* _Work request 1_
According to the article on the Pacific Islands Food Revolution, where is the project based?
* _Work request 2_
The article on the Pacific Islands Food Revolution quotes Elizabeth Powell. Using that account, explain what led to Elizabeth and Robert looking into the causes behind the health problem.

* _Passage provided_
-*-

How culinary storytelling is set to spark a Pacific Islands food revolution
By LAUNCH Editorial Team
Chef Robert Oliver and development strategist Elizabeth Powell joined forces around 18 months ago to investigate ways to put food at the heart of discussions to solve the health crisis, an endemic which is very close to both of their hearts.
Based in Fiji, Pacific Islands Food Revolution (PIFR) aims to instigate sustainable change in attitudes and behaviours towards food in the region, where up to 75% of all deaths are attributed to non-communicable diseases such as diabetes and heart disease.
“I grew up in Fiji, and when I returned eight years ago after almost 30 years away it was such an emotional experience. Never before had I heard of so many people being ill. Never had I spent so much time in hospitals, or been to so many funerals. It affected me on such a personal level”, Elizabeth says. “What’s worse, the losses and the grief I was facing was being lived a thousand times over in communities across the region. I found it unbelievable that the public weren’t questioning it. That’s when Robert and I started looking into the causes behind the problem, and the PIFR project entered its infancy.”

-*-

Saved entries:
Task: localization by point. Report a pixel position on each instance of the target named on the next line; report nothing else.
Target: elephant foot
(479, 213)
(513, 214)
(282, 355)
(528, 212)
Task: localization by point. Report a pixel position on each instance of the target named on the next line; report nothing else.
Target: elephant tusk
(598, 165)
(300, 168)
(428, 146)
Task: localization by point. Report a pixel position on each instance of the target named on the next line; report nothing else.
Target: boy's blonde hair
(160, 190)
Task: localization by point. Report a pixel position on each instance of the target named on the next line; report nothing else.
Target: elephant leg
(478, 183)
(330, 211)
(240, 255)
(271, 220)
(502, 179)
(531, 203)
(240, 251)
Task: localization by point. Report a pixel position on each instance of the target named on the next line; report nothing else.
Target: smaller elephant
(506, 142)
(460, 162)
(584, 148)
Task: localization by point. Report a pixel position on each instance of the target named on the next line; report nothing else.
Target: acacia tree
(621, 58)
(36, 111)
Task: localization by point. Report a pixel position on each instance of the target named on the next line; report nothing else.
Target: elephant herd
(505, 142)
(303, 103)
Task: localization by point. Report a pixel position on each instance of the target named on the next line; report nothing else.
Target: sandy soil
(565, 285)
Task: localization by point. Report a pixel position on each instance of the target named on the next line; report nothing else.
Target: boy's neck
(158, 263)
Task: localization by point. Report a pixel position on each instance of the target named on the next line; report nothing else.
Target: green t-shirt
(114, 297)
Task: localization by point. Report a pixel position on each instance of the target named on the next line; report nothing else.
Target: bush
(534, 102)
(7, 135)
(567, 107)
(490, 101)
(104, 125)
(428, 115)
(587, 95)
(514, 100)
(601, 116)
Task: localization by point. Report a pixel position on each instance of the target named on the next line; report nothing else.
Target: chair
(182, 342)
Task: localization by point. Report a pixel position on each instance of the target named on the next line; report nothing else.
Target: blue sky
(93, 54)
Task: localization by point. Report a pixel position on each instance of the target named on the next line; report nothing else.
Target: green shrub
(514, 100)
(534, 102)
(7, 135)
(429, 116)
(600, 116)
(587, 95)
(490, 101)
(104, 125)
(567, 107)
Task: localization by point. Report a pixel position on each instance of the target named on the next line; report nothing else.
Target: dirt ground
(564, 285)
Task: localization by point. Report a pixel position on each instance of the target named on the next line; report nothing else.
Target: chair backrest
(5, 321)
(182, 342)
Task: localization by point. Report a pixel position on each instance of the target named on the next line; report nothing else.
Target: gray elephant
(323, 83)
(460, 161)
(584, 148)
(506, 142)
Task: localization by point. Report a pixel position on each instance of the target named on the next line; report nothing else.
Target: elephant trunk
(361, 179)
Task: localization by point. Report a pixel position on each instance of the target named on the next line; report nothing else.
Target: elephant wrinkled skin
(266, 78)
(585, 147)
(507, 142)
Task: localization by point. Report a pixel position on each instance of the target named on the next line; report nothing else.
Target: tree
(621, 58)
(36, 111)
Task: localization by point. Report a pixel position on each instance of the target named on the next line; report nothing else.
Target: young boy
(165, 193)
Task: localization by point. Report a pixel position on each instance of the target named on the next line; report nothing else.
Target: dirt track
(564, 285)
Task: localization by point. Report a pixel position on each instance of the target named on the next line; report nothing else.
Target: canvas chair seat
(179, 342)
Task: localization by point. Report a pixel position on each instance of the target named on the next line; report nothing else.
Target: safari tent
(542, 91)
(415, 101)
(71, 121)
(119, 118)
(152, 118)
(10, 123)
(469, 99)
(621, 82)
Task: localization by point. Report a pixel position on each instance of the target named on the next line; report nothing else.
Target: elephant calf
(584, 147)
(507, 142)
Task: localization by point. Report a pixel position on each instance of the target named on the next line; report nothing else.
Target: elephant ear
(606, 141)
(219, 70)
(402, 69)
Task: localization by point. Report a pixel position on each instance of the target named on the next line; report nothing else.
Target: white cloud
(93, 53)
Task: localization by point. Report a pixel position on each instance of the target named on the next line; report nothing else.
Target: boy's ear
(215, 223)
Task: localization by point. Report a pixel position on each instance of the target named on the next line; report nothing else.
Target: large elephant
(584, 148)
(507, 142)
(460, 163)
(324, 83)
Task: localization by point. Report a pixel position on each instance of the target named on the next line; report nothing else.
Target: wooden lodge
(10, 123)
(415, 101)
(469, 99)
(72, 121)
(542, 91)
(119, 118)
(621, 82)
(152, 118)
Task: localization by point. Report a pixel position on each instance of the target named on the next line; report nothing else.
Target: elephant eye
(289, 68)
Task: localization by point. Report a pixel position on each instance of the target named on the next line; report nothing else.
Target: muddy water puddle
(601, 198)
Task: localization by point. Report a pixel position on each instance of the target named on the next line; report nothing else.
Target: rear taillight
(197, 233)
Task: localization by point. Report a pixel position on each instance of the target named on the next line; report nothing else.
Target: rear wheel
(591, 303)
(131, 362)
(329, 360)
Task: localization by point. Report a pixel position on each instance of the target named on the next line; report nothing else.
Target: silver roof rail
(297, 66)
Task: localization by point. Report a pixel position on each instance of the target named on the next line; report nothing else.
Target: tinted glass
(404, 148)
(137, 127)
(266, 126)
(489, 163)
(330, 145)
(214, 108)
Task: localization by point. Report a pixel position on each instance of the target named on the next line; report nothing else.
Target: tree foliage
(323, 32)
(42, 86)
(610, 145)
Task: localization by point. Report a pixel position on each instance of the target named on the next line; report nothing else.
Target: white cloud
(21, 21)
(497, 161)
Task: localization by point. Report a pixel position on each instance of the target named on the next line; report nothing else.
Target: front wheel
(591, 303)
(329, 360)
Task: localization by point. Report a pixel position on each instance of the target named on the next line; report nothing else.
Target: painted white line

-*-

* _Output 1_
Fiji.

* _Output 2_
After returning to Fiji, Elizabeth saw more illness, hospital visits and funerals than ever before. Elizabeth realized these losses were being lived a thousand times over in communities across the region and found it unbelievable that the public weren't questioning it. That prompted the two of them to look into the causes.